**TRECHO FORNECIDO**.
—————

A exposição Constelação Clarice é como um labirinto de dois andares, com diferentes núcleos/temas difundidos, como finitude, cosmologia, e maternidade, que forma uma constelação com várias estrelas da arte brasileira, juntando os inéditos quadros pintados por Clarice Lispector, suas famosas frases, e obras de artistas como Letícia Parente, Hilda Hilst, Lygia Clark, Djanira e Wilma Martins, entre muitas outras. Em comum, as artistas, além de contemporâneas à Clarice, tratam de temas que conversam: qual o meu lugar? de onde vim? para onde vou?

Ao entrar, caminhos sem direção correta. A curadoria já começa acertando ao demonstrar exatamente o que estamos sentindo no atual momento pandêmico: não existe caminho certo. A incógnita do que vai encontrar no final do corredor persiste a cada passo. Esquerda ou Direita? Inúmeras possibilidades.

As obras e frases foram combinadas de acordo com a interpretação subjetiva da curadoria do evento, mas não deixa de ser uma experiência estética e de vida diferenciada. O que essas mulheres expressaram em vida ecoa até hoje.

Essas questões ficam claras ao aproximar a obra de Wilma Martins, Retorno, 1967, e “nasci há alguns instantes, estou ofuscada” — Água Viva, Clarice Lispector.

Wilma Martins, Retorno, 1967. Em exposição no IMS.

“nasci há alguns instantes, estou ofuscada” — Água Viva, Clarice Lispector

Considero a obra de Wilma Martins muito simbólica pois retrata a vontade de retorno à infância, ao útero da mãe, latente na vida adulta. Além disso, a ideia de nascer — ou renascer — a cada momento da vida. Um novo começo. Dói viver, como retrata Clarice em seus escritos. Mas a arte, através da busca de sentido, suaviza essa angústia.

—————

**MATERIAL FORNECIDO**.
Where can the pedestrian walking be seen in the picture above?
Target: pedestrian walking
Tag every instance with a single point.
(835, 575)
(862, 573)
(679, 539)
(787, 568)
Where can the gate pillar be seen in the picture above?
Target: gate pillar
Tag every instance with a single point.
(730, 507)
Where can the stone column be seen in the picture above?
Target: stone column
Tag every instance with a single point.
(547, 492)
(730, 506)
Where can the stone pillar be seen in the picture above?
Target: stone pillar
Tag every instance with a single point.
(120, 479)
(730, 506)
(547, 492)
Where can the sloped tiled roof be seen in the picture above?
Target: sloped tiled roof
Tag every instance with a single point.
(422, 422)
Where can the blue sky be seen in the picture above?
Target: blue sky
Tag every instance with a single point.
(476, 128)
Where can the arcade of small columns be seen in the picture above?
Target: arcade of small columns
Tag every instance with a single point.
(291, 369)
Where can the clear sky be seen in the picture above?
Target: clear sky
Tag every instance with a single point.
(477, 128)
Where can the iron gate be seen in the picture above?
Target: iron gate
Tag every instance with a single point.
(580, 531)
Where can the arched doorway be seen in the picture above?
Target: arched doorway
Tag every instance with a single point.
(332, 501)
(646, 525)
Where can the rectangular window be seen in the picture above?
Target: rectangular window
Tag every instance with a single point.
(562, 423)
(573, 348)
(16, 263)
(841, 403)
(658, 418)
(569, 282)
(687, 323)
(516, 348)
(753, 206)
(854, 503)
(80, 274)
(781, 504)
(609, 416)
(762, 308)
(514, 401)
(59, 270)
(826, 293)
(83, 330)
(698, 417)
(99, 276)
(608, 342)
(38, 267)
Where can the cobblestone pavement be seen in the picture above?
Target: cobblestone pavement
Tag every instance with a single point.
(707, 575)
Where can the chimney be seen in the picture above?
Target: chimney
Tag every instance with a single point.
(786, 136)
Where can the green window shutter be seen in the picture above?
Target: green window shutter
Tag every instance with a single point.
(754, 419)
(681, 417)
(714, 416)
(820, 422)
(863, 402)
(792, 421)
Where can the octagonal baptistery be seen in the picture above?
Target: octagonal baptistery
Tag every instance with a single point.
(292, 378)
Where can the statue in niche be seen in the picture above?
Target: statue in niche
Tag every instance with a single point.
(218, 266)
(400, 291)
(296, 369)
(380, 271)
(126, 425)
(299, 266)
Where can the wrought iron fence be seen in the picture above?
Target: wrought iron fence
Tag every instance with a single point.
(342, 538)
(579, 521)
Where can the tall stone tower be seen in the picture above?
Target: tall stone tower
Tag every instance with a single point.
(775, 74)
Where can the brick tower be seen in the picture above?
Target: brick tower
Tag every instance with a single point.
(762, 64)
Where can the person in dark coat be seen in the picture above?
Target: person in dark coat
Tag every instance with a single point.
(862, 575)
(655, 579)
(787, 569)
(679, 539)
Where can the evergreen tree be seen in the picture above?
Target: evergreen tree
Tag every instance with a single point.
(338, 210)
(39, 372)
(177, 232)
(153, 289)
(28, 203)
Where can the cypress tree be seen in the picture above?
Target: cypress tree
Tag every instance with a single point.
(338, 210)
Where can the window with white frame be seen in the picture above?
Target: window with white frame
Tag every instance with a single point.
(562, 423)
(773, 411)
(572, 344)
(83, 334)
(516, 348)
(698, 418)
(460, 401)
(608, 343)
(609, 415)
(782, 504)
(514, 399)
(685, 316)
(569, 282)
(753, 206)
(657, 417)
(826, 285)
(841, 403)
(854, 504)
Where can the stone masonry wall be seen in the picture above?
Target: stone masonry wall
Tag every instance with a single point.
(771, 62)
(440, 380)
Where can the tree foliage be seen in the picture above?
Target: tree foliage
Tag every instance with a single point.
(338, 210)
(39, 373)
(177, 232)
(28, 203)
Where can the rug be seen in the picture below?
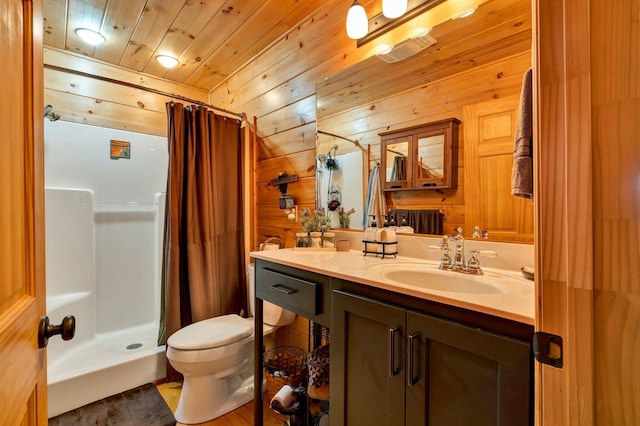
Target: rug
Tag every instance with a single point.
(140, 406)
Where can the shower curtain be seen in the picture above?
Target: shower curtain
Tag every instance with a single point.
(203, 264)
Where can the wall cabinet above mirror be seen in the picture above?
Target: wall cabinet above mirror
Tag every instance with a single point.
(421, 157)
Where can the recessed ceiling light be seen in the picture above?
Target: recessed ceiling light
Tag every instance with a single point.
(167, 61)
(464, 13)
(89, 36)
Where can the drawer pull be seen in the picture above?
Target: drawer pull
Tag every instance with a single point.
(283, 289)
(411, 380)
(392, 351)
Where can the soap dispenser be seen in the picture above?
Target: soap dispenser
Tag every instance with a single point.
(404, 227)
(370, 235)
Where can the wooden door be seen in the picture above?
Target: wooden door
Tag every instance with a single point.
(22, 365)
(489, 132)
(367, 362)
(459, 375)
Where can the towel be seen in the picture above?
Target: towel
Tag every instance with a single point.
(376, 203)
(422, 221)
(522, 170)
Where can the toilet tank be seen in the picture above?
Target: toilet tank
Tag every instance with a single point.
(271, 314)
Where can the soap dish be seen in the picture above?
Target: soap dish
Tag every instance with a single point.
(528, 272)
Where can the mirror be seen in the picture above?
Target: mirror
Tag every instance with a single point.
(430, 160)
(476, 59)
(397, 159)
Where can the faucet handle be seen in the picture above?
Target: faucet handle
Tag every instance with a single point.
(476, 232)
(444, 242)
(473, 266)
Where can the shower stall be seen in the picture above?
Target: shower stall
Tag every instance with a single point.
(104, 230)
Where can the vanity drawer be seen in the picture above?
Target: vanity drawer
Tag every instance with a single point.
(296, 290)
(292, 293)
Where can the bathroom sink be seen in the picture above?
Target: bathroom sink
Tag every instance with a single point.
(448, 281)
(426, 275)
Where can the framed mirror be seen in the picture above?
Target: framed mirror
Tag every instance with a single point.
(477, 59)
(421, 157)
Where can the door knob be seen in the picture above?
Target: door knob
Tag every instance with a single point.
(66, 329)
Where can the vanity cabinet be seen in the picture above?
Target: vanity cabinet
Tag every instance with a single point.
(402, 360)
(391, 365)
(421, 157)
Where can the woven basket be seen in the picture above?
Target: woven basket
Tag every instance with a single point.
(283, 365)
(318, 365)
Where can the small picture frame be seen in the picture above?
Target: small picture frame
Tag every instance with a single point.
(120, 149)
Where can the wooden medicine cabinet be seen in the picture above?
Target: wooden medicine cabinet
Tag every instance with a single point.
(421, 157)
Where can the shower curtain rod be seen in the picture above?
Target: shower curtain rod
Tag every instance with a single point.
(242, 116)
(356, 143)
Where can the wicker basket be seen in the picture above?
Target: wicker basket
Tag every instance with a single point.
(318, 365)
(283, 365)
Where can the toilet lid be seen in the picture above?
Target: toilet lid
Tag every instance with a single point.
(211, 333)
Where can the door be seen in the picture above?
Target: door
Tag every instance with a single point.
(367, 362)
(22, 364)
(489, 133)
(459, 376)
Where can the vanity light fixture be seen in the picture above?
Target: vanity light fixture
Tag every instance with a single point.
(167, 61)
(357, 22)
(394, 8)
(91, 37)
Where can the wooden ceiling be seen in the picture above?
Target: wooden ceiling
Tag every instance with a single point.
(210, 38)
(213, 39)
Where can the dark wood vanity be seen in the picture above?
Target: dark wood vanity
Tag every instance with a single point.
(403, 360)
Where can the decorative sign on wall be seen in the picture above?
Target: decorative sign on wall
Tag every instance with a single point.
(120, 149)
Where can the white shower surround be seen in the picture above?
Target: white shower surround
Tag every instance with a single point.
(104, 223)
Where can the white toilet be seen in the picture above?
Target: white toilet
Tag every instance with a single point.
(216, 358)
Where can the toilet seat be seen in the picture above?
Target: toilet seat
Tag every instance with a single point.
(211, 333)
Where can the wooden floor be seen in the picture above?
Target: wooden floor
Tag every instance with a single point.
(242, 416)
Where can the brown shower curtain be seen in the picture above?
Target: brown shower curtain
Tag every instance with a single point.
(203, 265)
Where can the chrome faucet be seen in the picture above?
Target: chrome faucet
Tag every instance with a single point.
(445, 260)
(458, 259)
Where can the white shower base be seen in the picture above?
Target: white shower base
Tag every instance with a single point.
(103, 366)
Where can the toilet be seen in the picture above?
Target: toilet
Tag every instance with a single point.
(215, 356)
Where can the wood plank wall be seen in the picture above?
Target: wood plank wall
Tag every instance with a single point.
(587, 244)
(615, 122)
(427, 103)
(279, 87)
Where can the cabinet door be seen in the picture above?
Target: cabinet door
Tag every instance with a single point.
(489, 132)
(465, 376)
(367, 362)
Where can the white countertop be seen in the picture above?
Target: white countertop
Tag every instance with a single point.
(513, 298)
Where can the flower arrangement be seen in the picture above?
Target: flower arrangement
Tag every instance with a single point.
(344, 216)
(308, 221)
(318, 221)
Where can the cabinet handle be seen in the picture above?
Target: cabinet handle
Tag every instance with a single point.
(392, 351)
(283, 289)
(410, 380)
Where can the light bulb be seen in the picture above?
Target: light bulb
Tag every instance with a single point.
(167, 61)
(89, 36)
(394, 8)
(357, 22)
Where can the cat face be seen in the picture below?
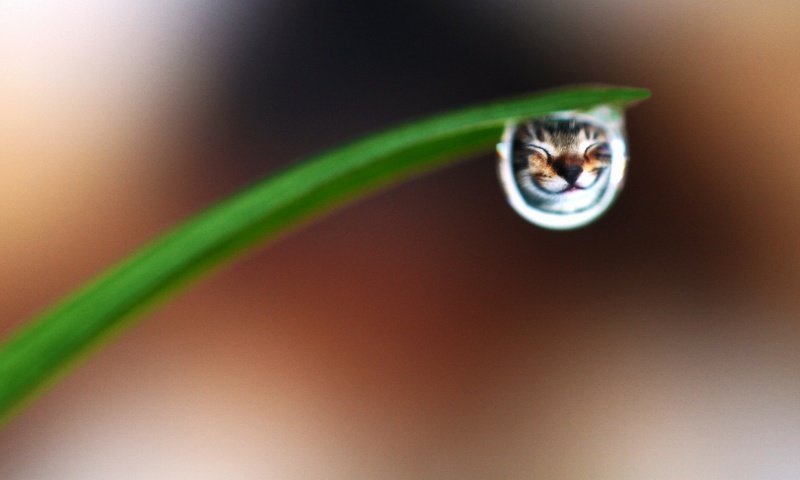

—————

**EXERCÍCIO PROPOSTO A**.
Reescreva de forma mais breve o parágrafo do texto sobre a exposição Constelação Clarice que começa com "A exposição Constelação Clarice é como um labirinto", mantendo seus fatos principais.
**EXERCÍCIO PROPOSTO B**.
Devolva, sem nenhuma alteração, o trecho do texto sobre a exposição Constelação Clarice que vai de "Ao entrar, caminhos" até "ecoa até hoje.", inclusive.
O material não é necessário para resolver as tarefas.

**RESPOSTA CORRETA A**.
A exposição Constelação Clarice é um labirinto de dois andares, com núcleos temáticos como finitude, cosmologia e maternidade. Ela reúne quadros inéditos e frases famosas de Clarice Lispector com obras de artistas como Letícia Parente, Hilda Hilst, Lygia Clark, Djanira e Wilma Martins. Contemporâneas de Clarice, essas artistas tratam de questões afins: qual o meu lugar, de onde vim e para onde vou.

**RESPOSTA CORRETA B**.
Ao entrar, caminhos sem direção correta. A curadoria já começa acertando ao demonstrar exatamente o que estamos sentindo no atual momento pandêmico: não existe caminho certo. A incógnita do que vai encontrar no final do corredor persiste a cada passo. Esquerda ou Direita? Inúmeras possibilidades.

As obras e frases foram combinadas de acordo com a interpretação subjetiva da curadoria do evento, mas não deixa de ser uma experiência estética e de vida diferenciada. O que essas mulheres expressaram em vida ecoa até hoje.